■ **About this task**
Restrict the output to the lines below starting at the one that contains "x=1251, y=22" and ending at the one that contains "x=696, y=322", and restate them word for word, both ends included.

------ Entries provided

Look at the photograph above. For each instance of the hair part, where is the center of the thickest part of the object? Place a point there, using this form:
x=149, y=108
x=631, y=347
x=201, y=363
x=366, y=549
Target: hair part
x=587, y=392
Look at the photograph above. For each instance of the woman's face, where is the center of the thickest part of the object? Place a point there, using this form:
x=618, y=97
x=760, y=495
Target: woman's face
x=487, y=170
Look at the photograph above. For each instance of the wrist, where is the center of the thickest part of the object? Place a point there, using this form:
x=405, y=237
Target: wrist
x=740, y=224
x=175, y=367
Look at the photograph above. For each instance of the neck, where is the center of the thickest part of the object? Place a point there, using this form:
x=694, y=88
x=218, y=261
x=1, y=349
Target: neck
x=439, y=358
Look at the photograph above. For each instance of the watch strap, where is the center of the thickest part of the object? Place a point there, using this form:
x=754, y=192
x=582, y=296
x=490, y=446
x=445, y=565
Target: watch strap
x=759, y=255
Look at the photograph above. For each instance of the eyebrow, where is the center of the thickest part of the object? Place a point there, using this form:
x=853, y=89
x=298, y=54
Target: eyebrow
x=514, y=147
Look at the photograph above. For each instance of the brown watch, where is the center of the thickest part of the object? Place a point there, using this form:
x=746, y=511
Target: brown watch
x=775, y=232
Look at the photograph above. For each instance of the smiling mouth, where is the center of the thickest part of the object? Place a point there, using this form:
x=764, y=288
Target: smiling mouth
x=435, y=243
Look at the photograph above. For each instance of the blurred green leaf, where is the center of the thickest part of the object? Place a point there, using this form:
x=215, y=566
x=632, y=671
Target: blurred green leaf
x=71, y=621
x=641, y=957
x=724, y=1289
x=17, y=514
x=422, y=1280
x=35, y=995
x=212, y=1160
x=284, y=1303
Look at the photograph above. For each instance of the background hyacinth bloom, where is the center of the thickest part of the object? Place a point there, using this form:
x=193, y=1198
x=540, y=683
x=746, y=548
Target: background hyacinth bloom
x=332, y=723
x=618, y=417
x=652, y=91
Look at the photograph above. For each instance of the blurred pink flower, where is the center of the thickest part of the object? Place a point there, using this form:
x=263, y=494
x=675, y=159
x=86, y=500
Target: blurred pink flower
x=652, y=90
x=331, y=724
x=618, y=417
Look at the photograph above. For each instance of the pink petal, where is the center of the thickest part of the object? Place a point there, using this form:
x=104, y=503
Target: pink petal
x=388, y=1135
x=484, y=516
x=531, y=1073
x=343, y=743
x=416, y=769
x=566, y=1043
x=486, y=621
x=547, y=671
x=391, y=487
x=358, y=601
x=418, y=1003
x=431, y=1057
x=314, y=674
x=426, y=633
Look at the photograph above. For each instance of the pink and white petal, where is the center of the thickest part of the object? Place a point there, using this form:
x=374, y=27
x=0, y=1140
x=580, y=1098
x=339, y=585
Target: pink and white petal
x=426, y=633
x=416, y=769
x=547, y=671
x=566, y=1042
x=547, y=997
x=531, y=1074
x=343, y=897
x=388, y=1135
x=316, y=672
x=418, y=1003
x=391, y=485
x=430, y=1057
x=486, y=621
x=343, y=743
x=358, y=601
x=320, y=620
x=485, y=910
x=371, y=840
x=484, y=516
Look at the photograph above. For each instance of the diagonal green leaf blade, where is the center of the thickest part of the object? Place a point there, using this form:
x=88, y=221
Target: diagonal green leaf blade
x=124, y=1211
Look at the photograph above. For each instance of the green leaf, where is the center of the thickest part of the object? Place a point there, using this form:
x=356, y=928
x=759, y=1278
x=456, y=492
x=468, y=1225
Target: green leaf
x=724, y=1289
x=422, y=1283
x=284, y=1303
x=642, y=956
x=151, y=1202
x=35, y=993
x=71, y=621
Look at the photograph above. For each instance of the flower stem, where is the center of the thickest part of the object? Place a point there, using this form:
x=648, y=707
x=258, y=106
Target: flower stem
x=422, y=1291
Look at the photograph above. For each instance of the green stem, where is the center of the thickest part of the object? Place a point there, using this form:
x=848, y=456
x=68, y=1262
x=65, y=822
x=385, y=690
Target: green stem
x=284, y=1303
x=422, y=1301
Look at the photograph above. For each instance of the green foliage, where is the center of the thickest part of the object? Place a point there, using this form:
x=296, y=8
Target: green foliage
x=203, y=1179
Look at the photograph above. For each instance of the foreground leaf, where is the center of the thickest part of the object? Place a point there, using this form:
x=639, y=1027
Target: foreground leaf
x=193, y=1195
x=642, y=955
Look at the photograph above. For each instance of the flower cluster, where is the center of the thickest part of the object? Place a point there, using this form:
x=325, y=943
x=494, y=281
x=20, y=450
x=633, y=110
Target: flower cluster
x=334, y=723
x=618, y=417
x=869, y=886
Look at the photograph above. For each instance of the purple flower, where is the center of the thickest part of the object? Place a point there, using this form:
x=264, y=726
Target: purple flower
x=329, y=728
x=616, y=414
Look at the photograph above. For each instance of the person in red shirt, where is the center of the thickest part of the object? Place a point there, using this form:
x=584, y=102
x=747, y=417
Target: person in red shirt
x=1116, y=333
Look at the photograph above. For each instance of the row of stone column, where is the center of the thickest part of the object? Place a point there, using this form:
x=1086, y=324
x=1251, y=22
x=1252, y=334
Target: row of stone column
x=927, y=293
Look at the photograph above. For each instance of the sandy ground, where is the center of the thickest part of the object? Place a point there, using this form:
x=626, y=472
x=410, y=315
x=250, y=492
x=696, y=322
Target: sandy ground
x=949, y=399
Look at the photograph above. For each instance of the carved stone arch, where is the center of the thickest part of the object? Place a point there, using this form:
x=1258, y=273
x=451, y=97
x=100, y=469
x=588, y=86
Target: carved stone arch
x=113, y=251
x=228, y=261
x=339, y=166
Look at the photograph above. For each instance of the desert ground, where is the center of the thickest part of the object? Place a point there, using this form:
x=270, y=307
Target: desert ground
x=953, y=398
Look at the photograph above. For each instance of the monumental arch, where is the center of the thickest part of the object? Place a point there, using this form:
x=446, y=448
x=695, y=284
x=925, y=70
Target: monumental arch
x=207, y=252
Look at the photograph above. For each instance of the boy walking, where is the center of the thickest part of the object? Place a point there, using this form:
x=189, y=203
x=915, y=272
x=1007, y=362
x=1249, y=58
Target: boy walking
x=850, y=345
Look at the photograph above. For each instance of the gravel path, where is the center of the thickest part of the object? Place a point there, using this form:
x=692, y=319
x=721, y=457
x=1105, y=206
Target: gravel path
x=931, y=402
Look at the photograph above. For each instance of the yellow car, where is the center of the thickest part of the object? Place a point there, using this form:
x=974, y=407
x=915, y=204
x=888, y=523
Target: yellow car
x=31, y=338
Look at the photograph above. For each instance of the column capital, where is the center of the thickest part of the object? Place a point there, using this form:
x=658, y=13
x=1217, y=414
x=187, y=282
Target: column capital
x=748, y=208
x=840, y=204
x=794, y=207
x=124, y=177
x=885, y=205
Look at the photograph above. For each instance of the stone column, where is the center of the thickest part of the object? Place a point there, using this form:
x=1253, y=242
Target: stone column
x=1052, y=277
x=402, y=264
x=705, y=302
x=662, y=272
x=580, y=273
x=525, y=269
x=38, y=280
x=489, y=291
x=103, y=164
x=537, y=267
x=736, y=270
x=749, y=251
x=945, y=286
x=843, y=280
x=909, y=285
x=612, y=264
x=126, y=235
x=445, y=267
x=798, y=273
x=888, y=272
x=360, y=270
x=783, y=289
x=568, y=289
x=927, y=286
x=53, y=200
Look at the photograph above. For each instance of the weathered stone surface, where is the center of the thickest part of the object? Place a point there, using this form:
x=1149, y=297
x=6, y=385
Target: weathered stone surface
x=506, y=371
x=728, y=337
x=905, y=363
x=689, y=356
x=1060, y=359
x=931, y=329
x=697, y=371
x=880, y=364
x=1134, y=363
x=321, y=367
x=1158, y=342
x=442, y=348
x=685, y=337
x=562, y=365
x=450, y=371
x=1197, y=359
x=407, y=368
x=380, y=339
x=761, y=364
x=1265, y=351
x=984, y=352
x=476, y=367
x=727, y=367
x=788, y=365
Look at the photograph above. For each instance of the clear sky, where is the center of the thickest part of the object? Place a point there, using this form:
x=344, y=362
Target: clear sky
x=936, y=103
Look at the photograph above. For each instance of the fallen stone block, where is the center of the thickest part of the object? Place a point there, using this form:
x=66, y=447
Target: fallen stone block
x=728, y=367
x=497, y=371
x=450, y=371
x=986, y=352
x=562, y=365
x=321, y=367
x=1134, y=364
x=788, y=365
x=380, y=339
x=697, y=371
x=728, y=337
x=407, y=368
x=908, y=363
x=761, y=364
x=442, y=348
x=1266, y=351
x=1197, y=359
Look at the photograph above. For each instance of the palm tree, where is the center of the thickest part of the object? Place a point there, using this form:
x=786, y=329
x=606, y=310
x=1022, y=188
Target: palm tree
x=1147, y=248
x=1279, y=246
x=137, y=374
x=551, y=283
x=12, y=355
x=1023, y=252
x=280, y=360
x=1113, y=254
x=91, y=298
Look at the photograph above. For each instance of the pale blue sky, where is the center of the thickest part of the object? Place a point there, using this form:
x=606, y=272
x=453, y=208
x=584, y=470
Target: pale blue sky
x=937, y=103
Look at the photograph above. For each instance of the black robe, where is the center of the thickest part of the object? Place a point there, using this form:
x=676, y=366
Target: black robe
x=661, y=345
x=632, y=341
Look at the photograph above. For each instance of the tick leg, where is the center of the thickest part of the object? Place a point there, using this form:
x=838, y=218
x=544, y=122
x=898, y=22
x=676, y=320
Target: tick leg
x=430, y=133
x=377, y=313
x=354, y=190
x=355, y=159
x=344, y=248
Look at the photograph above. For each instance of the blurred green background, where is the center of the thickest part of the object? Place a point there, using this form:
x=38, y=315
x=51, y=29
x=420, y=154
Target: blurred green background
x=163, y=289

------------

■ **The answer**
x=1251, y=22
x=1252, y=334
Target: row of stone column
x=927, y=293
Look at the photograph above. For each instance of the sandy ground, where is the center of the thickest part of the object? Place a point there, using this form:
x=626, y=472
x=410, y=315
x=250, y=492
x=696, y=322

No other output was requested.